- **Extract**:
((

As part of the settlement which finally brought a fragile peace to Northern Ireland, the UK undertook in the Good Friday Agreement with the Republic of Ireland to apply the HRA in that province. To renege on that commitment risks re-igniting violence in Northern Ireland and permanently souring relations with the UK’s closest neighbour. It also risks provoking a breach with Scotland. Scotland has a separate legal system from England and the SNP has said they will not countenance a repeal of the HRA. This could be the excuse the Scottish Nationalists are looking for.
The third challenge also comes in the shape of Europe, but this time in the guise of the European Union (EU). In another attempt to appease the Europhobes in his own party and see off the threat posed by the populist anti-European, anti-immigrant United Kingdom Independence Party (Ukip), Mr Cameron pledged to hold a referendum on the UK’s continued membership of the EU. He proposes to re-negotiate fundamentally the UK’s terms of membership and put the new arrangement before the British people by no later than 2017. In particular, he has stated he wishes to “put a brake on” the free movement of people within the EU. Since this is one of its foundational pillars, the probability of achieving any meaningful change is infinitesimally small.

))

- **Challenge 1**: Name each risk that the extract on the UK's political challenges attributes to reneging on the commitment to apply the HRA in Northern Ireland.
- **Challenge 2**: Carry on the extract on the UK's political challenges, starting after its final sentence.

- **Provided material**:
((

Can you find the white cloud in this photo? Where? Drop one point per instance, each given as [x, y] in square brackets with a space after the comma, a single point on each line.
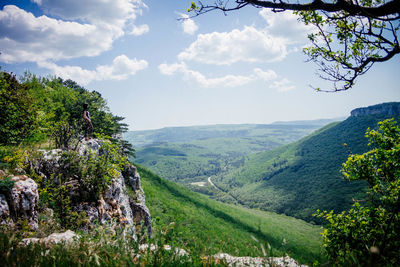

))

- **Task result 1**:
- Re-igniting violence in Northern Ireland
- Permanently souring relations with the UK's closest neighbour
- Provoking a breach with Scotland

- **Task result 2**:
The chances are that any changes will be cosmetic only. Come the referendum the Conservatives could well split. But that should be the least of Mr Cameron’s worries. With the Ukip and a sizeable proportion of the Conservatives campaigning for exit, there is a real risk that the UK could vote for it. If so, the Scottish Nationalists would seize the moment and call a second independence referendum.
A sizeable majority of the Scots wish to remain in the EU. If the prospect were a United Kingdom facing economic uncertainty and political marginalisation outside the EU, an independent Scotland within the EU would have undoubted appeal.
So the Conservatives are about to enter a minefield, one in which they have carelessly strewn the mines themselves. If catastrophe is to be avoided, Mr Cameron and the Conservatives will have to tread carefully and think strategically. The recent past provides little evidence that they are capable of doing so.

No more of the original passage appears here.